## Source document
* * *
Via Boing Boing, BibliOdyssey. This is one of the most fascinating blogs I’ve come across, devoted to rare old books and visual materials, and lavishly illustrated with old arcana and other delights, with a scholarly but accessible commentary. Here’s but a brief sample:
Sæmundar og Snorra Edda’ … the name (however accurate or otherwise) given to a 1760 Icelandic manuscript by Ólafur Brynjúlfsson.
There are two major sources that chronicle the legends of Norse mythology.
The ‘Poetic Edda’ (or ‘Sæmundar Edda’ or ‘Elder Edda’) is a collection of alliterative poems (Edda) from the 13th century Icelandic Codex Regius. [Erroneously attributed to a 12th century Icelanic priest, Sæmundar Sigfússon – so sayeth the modern scholars]. The poems are thought to date from the 10th century.
One the right, we have
‘The Greenwich Pensioner’
by N. Carpenter; Charles Dibdin, late 18th cent.
“This robust, popular image illustrates the text of Charles Dibdin’s well known song, ‘The Greenwich Pensioner’ which is printed below it (not shown on photo). The Pensioner, with a left wooden peg-leg, a stout stick under his left arm and a clay pipe in his left hand stands on the north side of the Thames, gesturing towards Greenwich Hospital, the Queen’s House and the Royal Observatory in the background with his right hand.
And from an entry about an exhibition of old Japanese children’s books at the International Institute for Children’s Literature at Osaka, an 1891 book for boys, ‘marking the beginning of modern
childrens’ literature, influenced by german works.’
I’m completely bowled over by this treasure trove, as you may have noticed — it is an absolute delight. Be warned, though; it’s all too easy to spend hours browsing through it.
* * *
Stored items
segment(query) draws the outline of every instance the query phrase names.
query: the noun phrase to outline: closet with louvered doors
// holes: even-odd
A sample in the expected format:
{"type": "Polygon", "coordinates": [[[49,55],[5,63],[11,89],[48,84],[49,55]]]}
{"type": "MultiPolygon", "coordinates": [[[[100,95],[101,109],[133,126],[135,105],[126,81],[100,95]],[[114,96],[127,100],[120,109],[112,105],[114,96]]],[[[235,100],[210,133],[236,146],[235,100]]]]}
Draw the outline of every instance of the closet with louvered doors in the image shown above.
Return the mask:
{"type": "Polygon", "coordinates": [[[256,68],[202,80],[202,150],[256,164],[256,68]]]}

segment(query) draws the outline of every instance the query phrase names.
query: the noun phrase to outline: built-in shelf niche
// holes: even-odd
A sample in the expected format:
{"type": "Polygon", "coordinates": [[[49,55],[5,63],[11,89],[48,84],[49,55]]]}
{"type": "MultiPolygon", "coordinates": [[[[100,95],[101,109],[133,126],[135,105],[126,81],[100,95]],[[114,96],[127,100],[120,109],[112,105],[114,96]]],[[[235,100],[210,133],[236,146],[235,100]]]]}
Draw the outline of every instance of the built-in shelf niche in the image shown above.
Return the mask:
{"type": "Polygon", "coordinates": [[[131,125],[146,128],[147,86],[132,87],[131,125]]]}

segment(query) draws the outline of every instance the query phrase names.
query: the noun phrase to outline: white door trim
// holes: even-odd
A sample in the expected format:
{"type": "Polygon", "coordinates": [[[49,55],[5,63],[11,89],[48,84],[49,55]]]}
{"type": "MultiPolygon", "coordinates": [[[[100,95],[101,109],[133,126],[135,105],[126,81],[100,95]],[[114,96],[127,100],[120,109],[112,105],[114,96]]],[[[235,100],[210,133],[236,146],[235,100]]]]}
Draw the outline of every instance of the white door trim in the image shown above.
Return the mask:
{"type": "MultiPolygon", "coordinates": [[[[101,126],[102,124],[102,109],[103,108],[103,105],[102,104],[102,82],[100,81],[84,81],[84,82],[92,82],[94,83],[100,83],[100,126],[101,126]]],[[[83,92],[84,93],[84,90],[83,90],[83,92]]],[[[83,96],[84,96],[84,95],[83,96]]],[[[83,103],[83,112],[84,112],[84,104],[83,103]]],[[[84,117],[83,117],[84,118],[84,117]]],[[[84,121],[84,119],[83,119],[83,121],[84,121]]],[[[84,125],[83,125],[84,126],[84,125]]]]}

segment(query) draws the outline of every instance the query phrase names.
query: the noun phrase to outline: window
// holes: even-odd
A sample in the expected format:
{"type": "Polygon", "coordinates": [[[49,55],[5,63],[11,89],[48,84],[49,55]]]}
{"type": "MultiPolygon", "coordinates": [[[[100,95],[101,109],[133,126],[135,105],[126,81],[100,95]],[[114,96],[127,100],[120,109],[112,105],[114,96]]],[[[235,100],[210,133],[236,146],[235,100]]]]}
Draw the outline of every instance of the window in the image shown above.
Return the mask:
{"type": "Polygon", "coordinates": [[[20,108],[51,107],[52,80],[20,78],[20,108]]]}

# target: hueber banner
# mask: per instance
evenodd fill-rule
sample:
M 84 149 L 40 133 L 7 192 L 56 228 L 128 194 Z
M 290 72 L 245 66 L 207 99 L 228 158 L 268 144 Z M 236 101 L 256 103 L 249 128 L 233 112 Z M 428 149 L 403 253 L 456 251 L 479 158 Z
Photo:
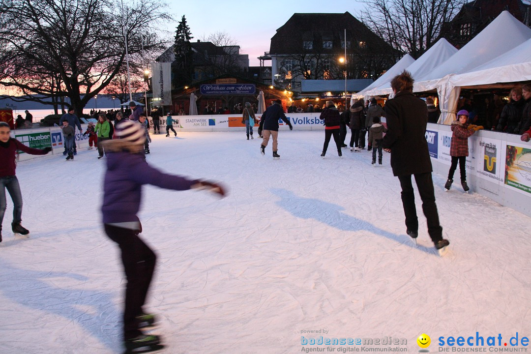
* * *
## Explore the material
1. Summarize the post about the BibliOdyssey blog in two sentences.
2. According to the post about the BibliOdyssey blog, from what century are the poems of the Poetic Edda thought to date?

## Your responses
1. The post praises BibliOdyssey as a fascinating blog devoted to rare old books and visual materials, lavishly illustrated and written with scholarly but accessible commentary. It gives brief samples, including a 1760 Icelandic Edda manuscript, an image illustrating Charles Dibdin's song "The Greenwich Pensioner," and an 1891 Japanese book for boys, and it warns that it is easy to spend hours browsing the blog.

2. The 10th century.